+++ TASK INPUTS +++

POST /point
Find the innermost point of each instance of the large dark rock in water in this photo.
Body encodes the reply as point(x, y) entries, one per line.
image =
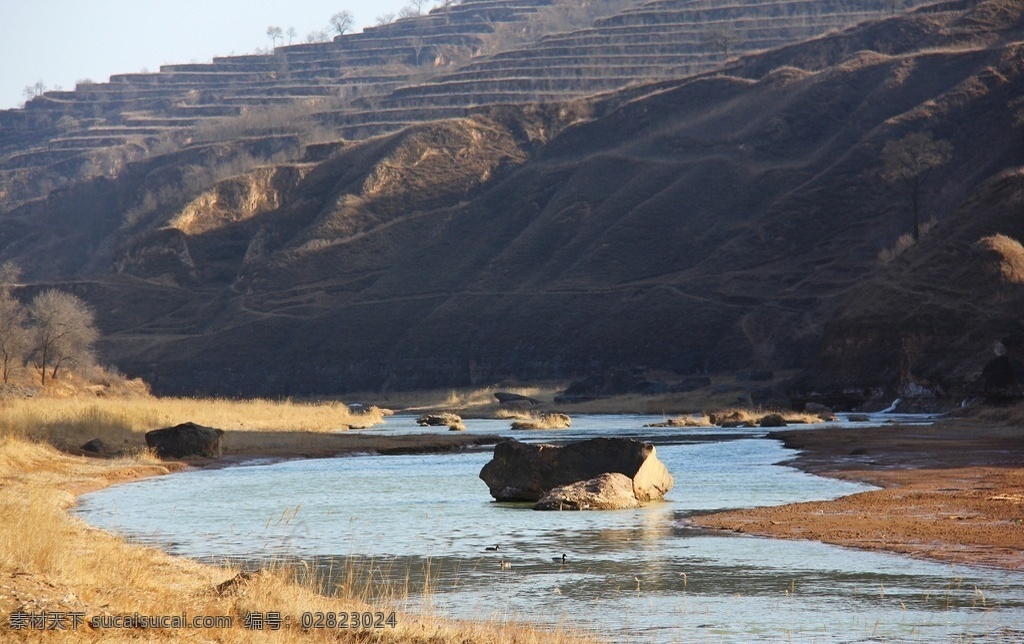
point(607, 491)
point(526, 472)
point(187, 439)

+++

Please render all of the data above as a two-column CSV with the headers input and output. Put each text and its answer in one row, each in its own quoted field with line breaks replaced by spaces, and omit the pictures.

SOLUTION TO THIS TASK:
input,output
"POST /point Find the innermost point of each instance of the large dark rock in water in this photo. Body encodes the reply as point(x, y) entries, one per line. image =","point(607, 491) point(526, 472) point(187, 439)"